Gateway SD forecast: resident student population to rise about 4% over five years
Loading...
Summary
A presentation to Gateway SD outlined a spatially driven student enrollment forecast that projects resident enrollment growing from about 3,426 to roughly 3,574 over five years, driven by stable birth cohorts, pockets of residential development and generally high retention rates.
A staff member presenting to Gateway SD projected the district’s resident student population will increase modestly — about 4% — over the next five years, rising from roughly 3,426 to about 3,574 students.
The presentation described a spatially driven forecasting method that combines four years of student address data, birth counts, local residential-development tracking and mobility analysis to model enrollment changes at small “study-area” geographies within the district. “Everything that we do, is very spatially driven,” the staff member said.
Why it matters: the forecast is used to estimate facility utilization, to identify neighborhood-level pockets of growth or decline and to test the enrollment effects of planned housing. The consultant noted the first three to five years of projections are the most reliable because births and known development schedules are better defined in that window.

_Information supplied_
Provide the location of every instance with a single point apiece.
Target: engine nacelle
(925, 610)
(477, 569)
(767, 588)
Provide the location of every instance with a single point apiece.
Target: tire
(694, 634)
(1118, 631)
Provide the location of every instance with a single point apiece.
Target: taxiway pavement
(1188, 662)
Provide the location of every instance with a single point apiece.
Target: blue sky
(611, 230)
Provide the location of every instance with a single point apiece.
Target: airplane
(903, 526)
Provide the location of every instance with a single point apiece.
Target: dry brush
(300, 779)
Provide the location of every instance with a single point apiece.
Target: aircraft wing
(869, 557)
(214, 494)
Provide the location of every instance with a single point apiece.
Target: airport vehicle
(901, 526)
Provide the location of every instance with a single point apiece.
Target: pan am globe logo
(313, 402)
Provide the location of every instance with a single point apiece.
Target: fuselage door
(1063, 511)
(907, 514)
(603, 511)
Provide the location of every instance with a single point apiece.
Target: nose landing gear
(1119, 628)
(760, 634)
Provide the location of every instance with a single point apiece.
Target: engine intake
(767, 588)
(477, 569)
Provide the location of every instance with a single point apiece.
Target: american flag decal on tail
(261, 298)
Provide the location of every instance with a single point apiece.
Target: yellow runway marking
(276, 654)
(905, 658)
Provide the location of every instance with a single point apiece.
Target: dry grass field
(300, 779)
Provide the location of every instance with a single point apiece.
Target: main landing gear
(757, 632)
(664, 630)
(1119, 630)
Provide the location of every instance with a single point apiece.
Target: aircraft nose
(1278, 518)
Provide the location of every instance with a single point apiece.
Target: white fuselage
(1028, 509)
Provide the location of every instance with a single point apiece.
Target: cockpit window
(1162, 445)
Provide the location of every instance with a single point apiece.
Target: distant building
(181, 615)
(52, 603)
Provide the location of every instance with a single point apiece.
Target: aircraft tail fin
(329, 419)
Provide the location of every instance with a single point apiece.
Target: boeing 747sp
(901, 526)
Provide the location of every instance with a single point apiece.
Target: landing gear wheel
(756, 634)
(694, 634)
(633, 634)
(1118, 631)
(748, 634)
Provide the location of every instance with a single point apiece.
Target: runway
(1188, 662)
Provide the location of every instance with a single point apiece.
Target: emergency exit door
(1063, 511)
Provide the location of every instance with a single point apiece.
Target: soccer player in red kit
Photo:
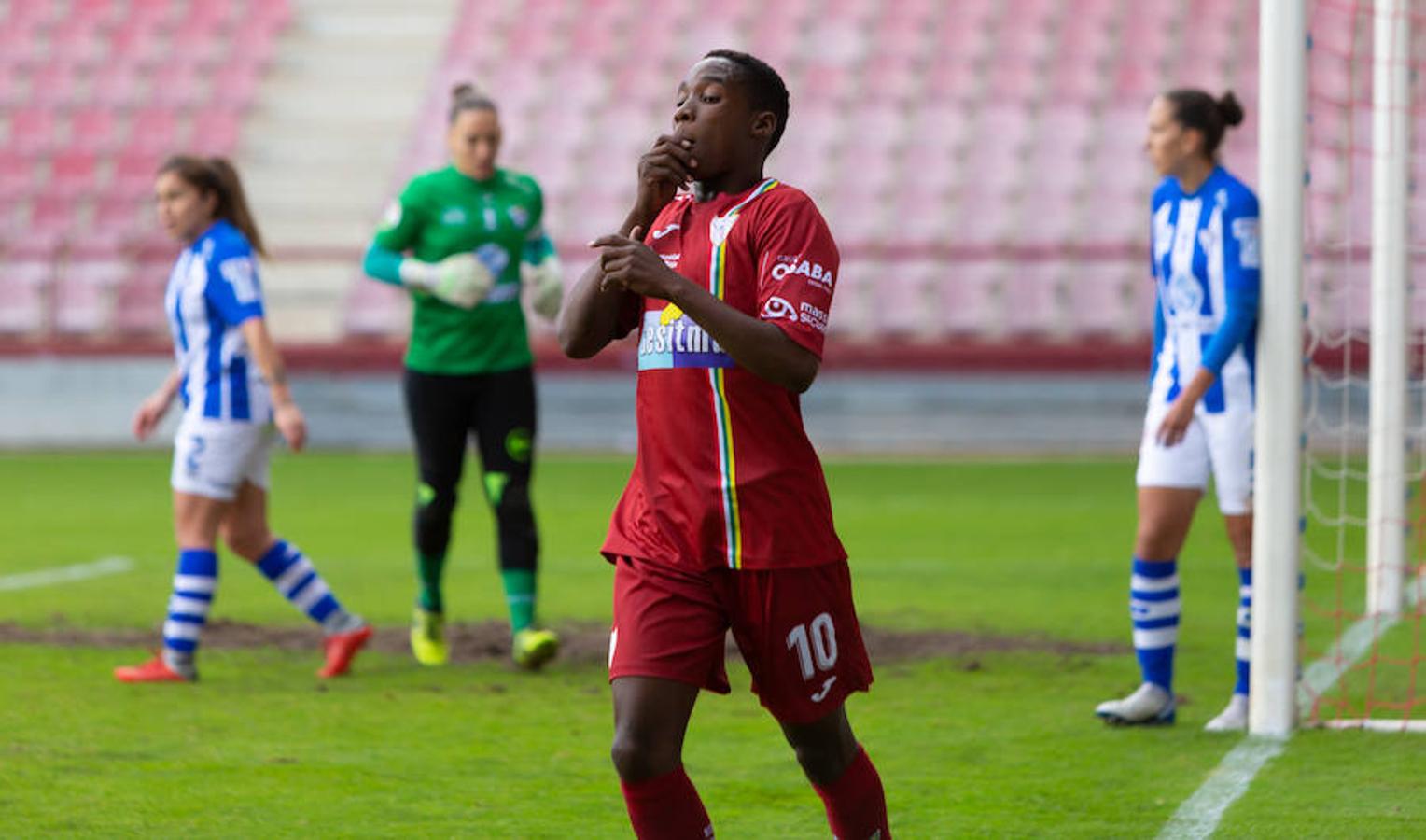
(726, 521)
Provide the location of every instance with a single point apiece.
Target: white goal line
(66, 574)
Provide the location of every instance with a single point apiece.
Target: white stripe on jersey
(220, 381)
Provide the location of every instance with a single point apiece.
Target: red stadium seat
(967, 294)
(96, 127)
(157, 132)
(21, 297)
(1098, 300)
(73, 173)
(904, 299)
(32, 130)
(51, 217)
(84, 297)
(1031, 299)
(121, 86)
(19, 177)
(216, 132)
(134, 173)
(138, 301)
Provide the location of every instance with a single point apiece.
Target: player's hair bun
(1231, 108)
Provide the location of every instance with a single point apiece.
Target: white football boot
(1147, 707)
(1232, 719)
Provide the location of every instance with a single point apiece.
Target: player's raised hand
(626, 262)
(664, 169)
(291, 426)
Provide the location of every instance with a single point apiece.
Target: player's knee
(637, 759)
(435, 504)
(247, 540)
(823, 761)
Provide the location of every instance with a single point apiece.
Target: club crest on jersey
(1245, 230)
(719, 229)
(1185, 296)
(672, 340)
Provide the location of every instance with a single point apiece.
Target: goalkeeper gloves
(548, 289)
(461, 280)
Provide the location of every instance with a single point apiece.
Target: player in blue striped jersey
(1199, 416)
(234, 392)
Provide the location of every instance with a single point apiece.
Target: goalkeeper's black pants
(498, 410)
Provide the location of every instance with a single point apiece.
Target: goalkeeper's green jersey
(443, 213)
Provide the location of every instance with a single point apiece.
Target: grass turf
(999, 743)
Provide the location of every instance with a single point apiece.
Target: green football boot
(428, 637)
(534, 648)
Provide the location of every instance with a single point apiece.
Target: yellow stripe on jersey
(721, 411)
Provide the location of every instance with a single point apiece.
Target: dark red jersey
(724, 475)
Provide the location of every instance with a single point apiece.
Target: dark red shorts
(796, 628)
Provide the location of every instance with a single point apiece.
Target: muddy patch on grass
(583, 642)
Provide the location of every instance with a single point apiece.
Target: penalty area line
(1199, 815)
(66, 574)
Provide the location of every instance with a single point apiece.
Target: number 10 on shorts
(815, 642)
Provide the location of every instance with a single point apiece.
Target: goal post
(1278, 435)
(1341, 386)
(1391, 310)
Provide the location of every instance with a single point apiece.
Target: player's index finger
(608, 241)
(677, 148)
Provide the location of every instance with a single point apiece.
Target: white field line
(1199, 815)
(66, 574)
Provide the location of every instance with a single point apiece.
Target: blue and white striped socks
(1244, 646)
(299, 582)
(1153, 605)
(196, 580)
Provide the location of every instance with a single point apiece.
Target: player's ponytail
(1204, 113)
(218, 177)
(467, 97)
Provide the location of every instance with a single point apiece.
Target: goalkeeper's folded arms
(461, 280)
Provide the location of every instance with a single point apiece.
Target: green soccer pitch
(997, 591)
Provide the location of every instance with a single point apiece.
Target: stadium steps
(332, 120)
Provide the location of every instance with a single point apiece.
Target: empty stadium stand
(94, 94)
(980, 161)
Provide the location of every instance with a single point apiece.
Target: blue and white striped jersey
(213, 288)
(1207, 269)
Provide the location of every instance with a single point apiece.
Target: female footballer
(461, 238)
(234, 391)
(1199, 416)
(726, 523)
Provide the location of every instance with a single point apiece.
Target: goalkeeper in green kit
(464, 240)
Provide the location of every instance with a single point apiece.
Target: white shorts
(213, 458)
(1215, 442)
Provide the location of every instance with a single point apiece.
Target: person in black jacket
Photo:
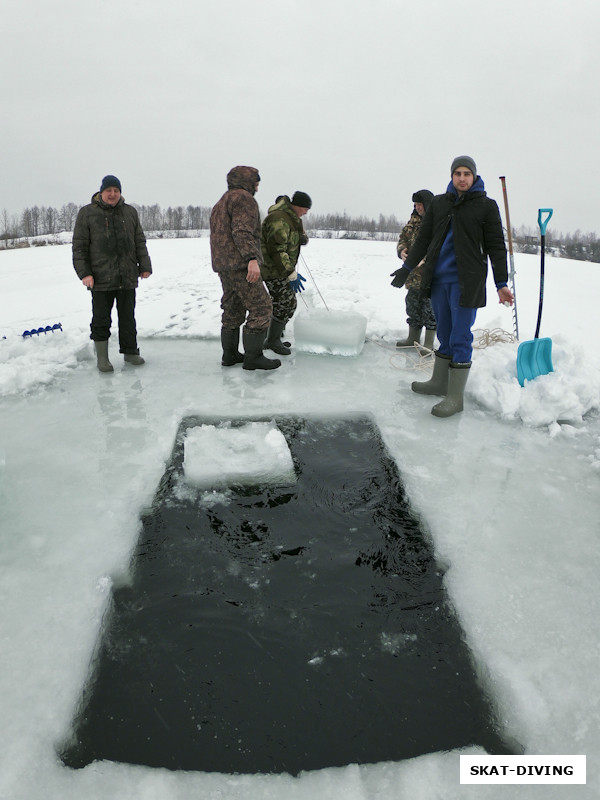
(460, 231)
(109, 255)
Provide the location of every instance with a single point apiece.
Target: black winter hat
(302, 200)
(423, 196)
(464, 161)
(108, 181)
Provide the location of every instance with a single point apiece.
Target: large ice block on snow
(218, 456)
(338, 333)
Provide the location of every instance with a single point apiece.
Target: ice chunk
(217, 456)
(339, 333)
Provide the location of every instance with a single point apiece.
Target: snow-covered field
(508, 491)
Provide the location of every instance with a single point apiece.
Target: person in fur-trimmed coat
(109, 255)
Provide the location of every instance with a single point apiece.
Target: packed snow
(507, 490)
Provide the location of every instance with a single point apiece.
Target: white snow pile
(220, 456)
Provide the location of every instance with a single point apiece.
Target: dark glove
(297, 283)
(400, 276)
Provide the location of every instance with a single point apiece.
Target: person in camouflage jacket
(109, 256)
(418, 308)
(282, 235)
(236, 256)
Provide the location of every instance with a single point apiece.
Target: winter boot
(457, 380)
(230, 340)
(438, 383)
(273, 341)
(134, 358)
(427, 345)
(104, 364)
(414, 336)
(253, 355)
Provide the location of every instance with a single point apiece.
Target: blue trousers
(454, 322)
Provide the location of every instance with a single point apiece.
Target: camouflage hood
(243, 178)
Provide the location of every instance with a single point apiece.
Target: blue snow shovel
(534, 358)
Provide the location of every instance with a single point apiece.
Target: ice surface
(338, 333)
(256, 453)
(508, 491)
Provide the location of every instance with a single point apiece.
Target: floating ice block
(219, 456)
(338, 333)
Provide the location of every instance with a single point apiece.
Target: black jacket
(478, 234)
(109, 243)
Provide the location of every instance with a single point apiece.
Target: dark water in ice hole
(295, 628)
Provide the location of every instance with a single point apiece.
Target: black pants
(102, 303)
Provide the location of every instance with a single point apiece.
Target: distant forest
(43, 224)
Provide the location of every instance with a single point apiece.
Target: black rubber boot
(230, 340)
(438, 383)
(273, 341)
(457, 380)
(104, 364)
(253, 355)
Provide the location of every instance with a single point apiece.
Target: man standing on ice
(109, 255)
(236, 256)
(460, 231)
(281, 238)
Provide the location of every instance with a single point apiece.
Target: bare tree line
(46, 221)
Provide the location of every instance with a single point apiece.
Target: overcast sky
(357, 103)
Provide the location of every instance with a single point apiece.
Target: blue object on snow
(297, 284)
(535, 357)
(48, 329)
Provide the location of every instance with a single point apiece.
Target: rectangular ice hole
(283, 628)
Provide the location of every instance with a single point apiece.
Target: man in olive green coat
(109, 255)
(282, 235)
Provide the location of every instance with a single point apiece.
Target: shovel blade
(534, 358)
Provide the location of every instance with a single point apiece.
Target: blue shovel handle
(543, 223)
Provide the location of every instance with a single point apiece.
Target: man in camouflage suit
(236, 257)
(418, 308)
(281, 238)
(109, 255)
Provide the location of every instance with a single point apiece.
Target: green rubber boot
(457, 380)
(273, 341)
(230, 340)
(438, 383)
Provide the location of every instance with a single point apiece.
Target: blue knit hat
(108, 181)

_Exercise objective_
According to the Gateway SD enrollment forecast article, which years of the projections are the most reliable?

_Result below_
The first three to five years.